▶ [Data for this task]:
━━━━━━━━

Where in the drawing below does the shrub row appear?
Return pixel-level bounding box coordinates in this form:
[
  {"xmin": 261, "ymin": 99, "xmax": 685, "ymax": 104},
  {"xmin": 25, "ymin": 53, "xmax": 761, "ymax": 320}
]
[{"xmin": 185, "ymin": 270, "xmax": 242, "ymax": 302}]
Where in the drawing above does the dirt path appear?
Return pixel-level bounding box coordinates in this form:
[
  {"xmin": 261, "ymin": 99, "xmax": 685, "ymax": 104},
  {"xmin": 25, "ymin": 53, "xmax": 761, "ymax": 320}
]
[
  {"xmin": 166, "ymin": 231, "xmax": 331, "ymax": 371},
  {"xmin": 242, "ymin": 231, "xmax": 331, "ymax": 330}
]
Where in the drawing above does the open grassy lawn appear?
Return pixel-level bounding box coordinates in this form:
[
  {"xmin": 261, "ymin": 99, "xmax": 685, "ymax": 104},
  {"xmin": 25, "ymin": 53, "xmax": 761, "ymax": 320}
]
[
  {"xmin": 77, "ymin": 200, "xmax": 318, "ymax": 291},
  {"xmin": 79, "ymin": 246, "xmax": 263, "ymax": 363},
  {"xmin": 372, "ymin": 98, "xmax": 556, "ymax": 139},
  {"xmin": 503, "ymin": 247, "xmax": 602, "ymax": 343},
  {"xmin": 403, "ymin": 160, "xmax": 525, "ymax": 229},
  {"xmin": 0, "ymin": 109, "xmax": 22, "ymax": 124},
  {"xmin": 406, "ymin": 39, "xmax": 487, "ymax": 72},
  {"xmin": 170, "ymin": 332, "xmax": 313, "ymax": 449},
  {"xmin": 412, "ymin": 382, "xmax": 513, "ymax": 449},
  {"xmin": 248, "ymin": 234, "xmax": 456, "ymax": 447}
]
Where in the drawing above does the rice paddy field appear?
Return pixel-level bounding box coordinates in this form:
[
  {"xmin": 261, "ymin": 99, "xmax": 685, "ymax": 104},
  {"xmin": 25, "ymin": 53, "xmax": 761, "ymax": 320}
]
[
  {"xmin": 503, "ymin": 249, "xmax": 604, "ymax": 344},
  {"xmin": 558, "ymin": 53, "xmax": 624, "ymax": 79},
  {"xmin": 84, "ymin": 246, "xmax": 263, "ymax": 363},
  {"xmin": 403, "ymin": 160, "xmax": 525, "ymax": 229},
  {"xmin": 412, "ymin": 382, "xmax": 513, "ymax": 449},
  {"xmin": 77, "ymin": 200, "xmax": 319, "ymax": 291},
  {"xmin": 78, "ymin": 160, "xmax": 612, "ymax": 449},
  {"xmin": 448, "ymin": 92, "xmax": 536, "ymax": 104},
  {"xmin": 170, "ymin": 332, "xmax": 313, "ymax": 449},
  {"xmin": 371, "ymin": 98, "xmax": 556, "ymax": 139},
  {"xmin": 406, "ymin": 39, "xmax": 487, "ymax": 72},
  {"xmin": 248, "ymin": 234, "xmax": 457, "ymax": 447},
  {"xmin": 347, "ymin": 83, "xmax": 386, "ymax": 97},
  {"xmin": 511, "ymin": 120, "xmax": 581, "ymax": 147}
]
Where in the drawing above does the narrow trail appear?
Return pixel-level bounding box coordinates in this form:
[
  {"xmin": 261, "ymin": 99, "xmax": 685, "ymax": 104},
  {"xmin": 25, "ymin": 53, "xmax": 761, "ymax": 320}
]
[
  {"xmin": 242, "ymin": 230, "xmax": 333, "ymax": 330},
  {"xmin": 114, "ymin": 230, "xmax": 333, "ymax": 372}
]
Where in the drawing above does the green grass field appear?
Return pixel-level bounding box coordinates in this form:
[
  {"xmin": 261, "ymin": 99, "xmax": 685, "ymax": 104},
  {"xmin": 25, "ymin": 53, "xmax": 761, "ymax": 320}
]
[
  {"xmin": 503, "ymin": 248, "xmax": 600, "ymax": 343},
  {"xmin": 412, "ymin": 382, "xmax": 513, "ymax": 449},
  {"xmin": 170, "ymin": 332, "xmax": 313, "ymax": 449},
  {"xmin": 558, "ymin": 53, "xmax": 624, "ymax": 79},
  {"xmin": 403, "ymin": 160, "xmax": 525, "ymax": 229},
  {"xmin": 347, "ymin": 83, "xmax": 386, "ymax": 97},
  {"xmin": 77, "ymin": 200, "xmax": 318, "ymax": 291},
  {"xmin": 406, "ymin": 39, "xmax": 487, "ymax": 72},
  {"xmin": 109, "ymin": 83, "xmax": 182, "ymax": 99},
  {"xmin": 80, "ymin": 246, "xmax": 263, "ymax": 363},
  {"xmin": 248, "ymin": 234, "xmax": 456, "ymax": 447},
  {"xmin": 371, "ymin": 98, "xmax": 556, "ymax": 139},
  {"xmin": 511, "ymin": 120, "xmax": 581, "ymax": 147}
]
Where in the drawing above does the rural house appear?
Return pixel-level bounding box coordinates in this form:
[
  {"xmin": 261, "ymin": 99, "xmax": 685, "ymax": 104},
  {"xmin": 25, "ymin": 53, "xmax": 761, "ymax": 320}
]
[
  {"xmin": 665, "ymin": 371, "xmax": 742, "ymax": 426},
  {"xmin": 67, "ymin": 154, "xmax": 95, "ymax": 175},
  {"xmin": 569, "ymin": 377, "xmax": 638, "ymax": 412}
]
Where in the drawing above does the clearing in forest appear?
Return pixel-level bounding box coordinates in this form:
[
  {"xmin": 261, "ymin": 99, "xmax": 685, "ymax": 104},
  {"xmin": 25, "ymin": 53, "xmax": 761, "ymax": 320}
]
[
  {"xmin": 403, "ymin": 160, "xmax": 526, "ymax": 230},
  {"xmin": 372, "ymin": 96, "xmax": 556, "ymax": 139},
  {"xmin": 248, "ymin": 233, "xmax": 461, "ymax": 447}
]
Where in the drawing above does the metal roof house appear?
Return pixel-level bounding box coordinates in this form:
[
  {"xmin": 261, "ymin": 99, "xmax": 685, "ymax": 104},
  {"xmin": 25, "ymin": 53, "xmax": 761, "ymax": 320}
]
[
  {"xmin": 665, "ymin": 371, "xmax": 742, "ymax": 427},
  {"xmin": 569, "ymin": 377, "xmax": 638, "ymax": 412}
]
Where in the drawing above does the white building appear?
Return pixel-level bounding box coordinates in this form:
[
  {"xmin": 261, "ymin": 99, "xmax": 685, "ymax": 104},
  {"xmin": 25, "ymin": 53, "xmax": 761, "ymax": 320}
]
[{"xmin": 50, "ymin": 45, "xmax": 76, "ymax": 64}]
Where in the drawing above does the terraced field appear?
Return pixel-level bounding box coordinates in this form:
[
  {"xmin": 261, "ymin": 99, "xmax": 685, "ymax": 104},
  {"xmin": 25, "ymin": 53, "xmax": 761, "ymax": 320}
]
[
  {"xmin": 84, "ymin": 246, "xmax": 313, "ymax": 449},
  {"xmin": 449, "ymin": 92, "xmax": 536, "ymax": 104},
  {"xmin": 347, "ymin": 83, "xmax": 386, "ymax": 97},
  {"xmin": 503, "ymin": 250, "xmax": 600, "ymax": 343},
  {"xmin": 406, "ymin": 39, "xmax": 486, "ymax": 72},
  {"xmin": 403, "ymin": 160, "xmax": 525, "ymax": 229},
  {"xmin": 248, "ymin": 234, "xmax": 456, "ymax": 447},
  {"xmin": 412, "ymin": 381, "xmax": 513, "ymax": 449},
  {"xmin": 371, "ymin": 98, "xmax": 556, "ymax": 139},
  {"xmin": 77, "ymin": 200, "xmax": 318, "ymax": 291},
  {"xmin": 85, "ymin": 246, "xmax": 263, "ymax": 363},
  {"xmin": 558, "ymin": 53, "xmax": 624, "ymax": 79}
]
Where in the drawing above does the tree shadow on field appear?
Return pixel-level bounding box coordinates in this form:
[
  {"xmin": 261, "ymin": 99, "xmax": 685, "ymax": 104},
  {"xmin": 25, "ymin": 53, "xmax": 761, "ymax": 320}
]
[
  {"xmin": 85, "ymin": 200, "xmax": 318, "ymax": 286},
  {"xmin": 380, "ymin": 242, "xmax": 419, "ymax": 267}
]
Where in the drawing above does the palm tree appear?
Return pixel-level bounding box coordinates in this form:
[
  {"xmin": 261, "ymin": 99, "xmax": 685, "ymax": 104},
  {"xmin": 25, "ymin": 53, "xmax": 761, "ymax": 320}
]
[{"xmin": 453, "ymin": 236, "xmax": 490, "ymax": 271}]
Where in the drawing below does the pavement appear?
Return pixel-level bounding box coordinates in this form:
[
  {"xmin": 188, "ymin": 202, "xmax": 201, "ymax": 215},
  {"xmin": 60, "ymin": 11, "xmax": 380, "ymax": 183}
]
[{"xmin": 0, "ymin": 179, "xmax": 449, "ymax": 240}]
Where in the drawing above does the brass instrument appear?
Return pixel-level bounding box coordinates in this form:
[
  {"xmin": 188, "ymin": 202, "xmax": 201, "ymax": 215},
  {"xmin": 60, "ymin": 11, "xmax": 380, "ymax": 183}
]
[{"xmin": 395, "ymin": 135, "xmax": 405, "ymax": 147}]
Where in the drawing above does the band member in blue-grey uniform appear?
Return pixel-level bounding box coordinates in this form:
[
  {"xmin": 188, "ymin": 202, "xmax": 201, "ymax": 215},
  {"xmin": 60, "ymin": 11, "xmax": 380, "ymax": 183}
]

━━━━━━━━

▶ [The exercise]:
Please quote exactly the lines from the one containing "Where in the drawing above does the brass" through the last line of the records above, both included, and nothing else.

▶ [Answer in full]:
Where in the drawing above does the brass instrument appear?
Return pixel-level bounding box coordinates in this form:
[
  {"xmin": 188, "ymin": 202, "xmax": 201, "ymax": 215},
  {"xmin": 60, "ymin": 11, "xmax": 380, "ymax": 183}
]
[{"xmin": 395, "ymin": 135, "xmax": 405, "ymax": 147}]
Where in the drawing above does the band member in blue-grey uniform appear?
Return pixel-level bounding box coordinates in this form:
[
  {"xmin": 188, "ymin": 202, "xmax": 201, "ymax": 215},
  {"xmin": 60, "ymin": 11, "xmax": 380, "ymax": 183}
]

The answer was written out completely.